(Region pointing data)
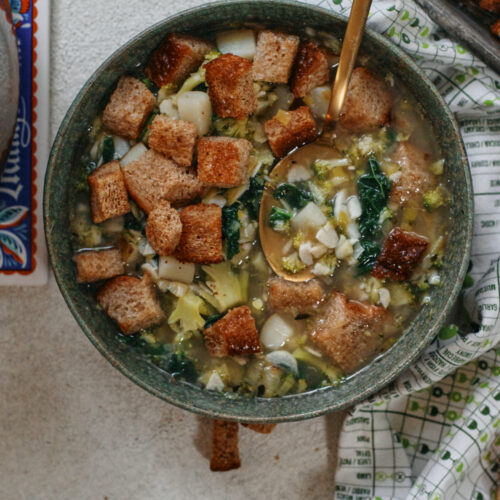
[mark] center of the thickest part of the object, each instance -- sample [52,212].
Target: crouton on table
[163,228]
[230,86]
[173,138]
[367,103]
[235,333]
[294,298]
[153,178]
[176,57]
[131,302]
[223,161]
[311,68]
[274,56]
[415,177]
[289,129]
[225,453]
[350,332]
[94,265]
[261,428]
[108,194]
[128,108]
[400,255]
[201,237]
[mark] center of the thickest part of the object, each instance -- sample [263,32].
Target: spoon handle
[350,46]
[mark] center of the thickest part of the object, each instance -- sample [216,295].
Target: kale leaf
[296,195]
[231,230]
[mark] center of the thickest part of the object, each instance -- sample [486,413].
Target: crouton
[153,178]
[400,255]
[261,428]
[295,298]
[491,5]
[289,129]
[173,138]
[415,177]
[274,56]
[176,57]
[163,228]
[230,86]
[108,194]
[128,108]
[131,302]
[234,334]
[351,333]
[225,453]
[95,265]
[223,161]
[367,103]
[201,237]
[311,69]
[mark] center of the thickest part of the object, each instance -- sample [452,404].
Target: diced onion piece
[238,42]
[384,297]
[328,236]
[299,173]
[310,216]
[171,269]
[135,152]
[215,383]
[194,106]
[277,329]
[285,360]
[353,207]
[344,248]
[121,146]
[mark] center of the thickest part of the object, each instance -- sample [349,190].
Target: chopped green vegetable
[231,230]
[252,197]
[108,149]
[279,219]
[296,195]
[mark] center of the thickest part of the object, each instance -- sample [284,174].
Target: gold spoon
[271,241]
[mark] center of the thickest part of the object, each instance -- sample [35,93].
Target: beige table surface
[71,426]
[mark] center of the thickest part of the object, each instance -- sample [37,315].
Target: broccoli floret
[279,219]
[292,263]
[187,314]
[227,288]
[435,199]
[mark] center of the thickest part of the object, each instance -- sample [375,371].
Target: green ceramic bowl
[101,331]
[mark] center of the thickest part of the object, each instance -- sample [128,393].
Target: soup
[166,213]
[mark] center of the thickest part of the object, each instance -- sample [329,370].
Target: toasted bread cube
[176,57]
[230,86]
[261,428]
[108,194]
[223,161]
[295,298]
[225,453]
[367,104]
[274,56]
[400,256]
[289,129]
[173,138]
[311,68]
[131,302]
[234,334]
[153,178]
[350,332]
[163,228]
[415,178]
[201,237]
[95,265]
[128,108]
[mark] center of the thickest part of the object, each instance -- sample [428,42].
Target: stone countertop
[71,426]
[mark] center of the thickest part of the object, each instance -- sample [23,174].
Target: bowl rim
[364,393]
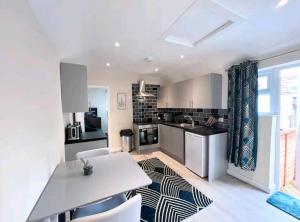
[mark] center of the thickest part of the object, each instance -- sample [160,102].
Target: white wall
[264,175]
[117,119]
[97,98]
[31,133]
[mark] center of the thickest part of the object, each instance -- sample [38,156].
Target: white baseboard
[268,189]
[115,149]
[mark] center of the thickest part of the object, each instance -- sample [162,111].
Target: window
[263,83]
[268,91]
[264,94]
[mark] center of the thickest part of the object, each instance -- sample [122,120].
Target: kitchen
[184,120]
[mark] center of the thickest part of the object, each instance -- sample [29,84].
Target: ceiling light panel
[201,21]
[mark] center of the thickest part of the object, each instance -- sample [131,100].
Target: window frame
[273,86]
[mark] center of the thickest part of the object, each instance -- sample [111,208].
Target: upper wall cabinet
[201,92]
[207,92]
[74,92]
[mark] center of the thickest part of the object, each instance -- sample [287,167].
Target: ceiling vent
[202,20]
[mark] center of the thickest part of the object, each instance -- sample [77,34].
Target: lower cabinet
[172,142]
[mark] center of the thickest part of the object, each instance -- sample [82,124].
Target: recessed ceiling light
[282,3]
[149,59]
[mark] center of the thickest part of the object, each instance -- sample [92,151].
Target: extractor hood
[142,92]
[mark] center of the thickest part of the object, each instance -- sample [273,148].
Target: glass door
[289,130]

**Exercise requirements**. Could you retype all the entries exactly, skipping the pictures?

**Written answer**.
[mark] center of the thickest part of the object, each instance -- sample [52,212].
Target: crouton on table
[163,228]
[230,86]
[173,138]
[367,103]
[235,333]
[294,298]
[153,178]
[176,57]
[131,302]
[223,161]
[311,68]
[274,56]
[415,177]
[289,129]
[225,453]
[350,332]
[94,265]
[261,428]
[108,194]
[128,108]
[400,255]
[201,237]
[mark] center of the thickest part of the object, each instance -- sample [263,32].
Target: spoon handle
[350,46]
[mark] center of the thickest part of the object, each instance -- sample [216,295].
Target: kale leaf
[296,195]
[231,230]
[mark] center of the thickest part of the object, each instance -- sample [486,413].
Target: crouton
[153,178]
[400,255]
[261,428]
[295,298]
[491,5]
[289,129]
[173,138]
[415,177]
[274,56]
[176,57]
[163,228]
[230,86]
[108,194]
[128,108]
[131,302]
[234,334]
[351,333]
[225,453]
[95,265]
[223,161]
[367,103]
[201,237]
[311,69]
[mark] center of the thickest part of the object, each instance -- sample [452,404].
Target: diced onion piece
[238,42]
[384,297]
[328,236]
[299,173]
[310,216]
[171,269]
[135,152]
[215,383]
[194,106]
[277,329]
[285,360]
[353,207]
[344,248]
[121,146]
[mark] center of the thickest part of the object, each instance -- sample [349,190].
Target: chopped green vegetable
[231,230]
[252,197]
[108,149]
[279,219]
[296,195]
[mark] center of the thickest part of the object, each instance -- sample [284,174].
Target: gold spoon
[271,241]
[mark] center of the thickest part of the object, each instance -- sample [35,93].
Target: beige table surface
[71,426]
[mark] center of the thickest part of the object, each instance -- sample [37,315].
Target: broccoli floret
[279,219]
[292,263]
[187,314]
[227,288]
[435,199]
[mark] center of the thickest part of the object, each instance -- sample [375,371].
Target: green ceramic bowl
[101,331]
[mark] center of the thickest part of the object, each instance -- sample [128,393].
Target: soup
[166,213]
[mark] center of the thickest part of the object, each instance -- sample [329,370].
Target: toasted bread cube
[176,57]
[230,86]
[261,428]
[108,194]
[223,161]
[295,298]
[225,453]
[367,104]
[274,56]
[400,256]
[289,129]
[173,138]
[311,68]
[131,302]
[234,334]
[153,178]
[350,332]
[163,228]
[415,178]
[201,237]
[95,265]
[128,108]
[mark] center of the thickest part of the object, each instance -- sample [428,42].
Target: stone countertop
[71,426]
[mark] center of the thickest part of the object, each instance -- sample [23,174].
Target: bowl rim
[364,393]
[mark] center of the thickest part of the object, each instance -- sample [160,102].
Target: white wall
[264,175]
[117,119]
[97,98]
[31,133]
[mark] center of the thickest part of the object, each instance -- sample [38,156].
Target: white baseboard
[268,189]
[115,149]
[mark] center of the thickest part of the object, each instance -- sample [162,111].
Target: window
[263,83]
[268,91]
[264,94]
[mark] center of the thickest part of the object, each instance -- sample [122,120].
Target: kitchen
[184,120]
[mark] center of the thickest part of the object, each instance -- sample [29,84].
Target: ceiling light panel
[201,21]
[mark] center of the thickest part of the object, each instance -- sample [131,100].
Target: window frame
[273,86]
[mark] center of the thickest part of the object, each instance -- sample [111,208].
Target: upper wall cabinet
[201,92]
[207,92]
[74,92]
[mark] center of the thickest part of the object, each instance -- sample [287,167].
Target: ceiling vent
[202,20]
[mark] center of the thickest part of the object, each instance -- sample [77,34].
Target: lower cabinet
[172,142]
[mark] center of the thickest part of the object, each instance -- sample [82,124].
Target: recessed ceiling light
[282,3]
[149,59]
[mark] center of the thickest part of the object, each instance -- sample [92,151].
Target: extractor hood
[142,92]
[mark] center of the thickest part of the object, each instance -- sample [273,148].
Target: glass door
[289,130]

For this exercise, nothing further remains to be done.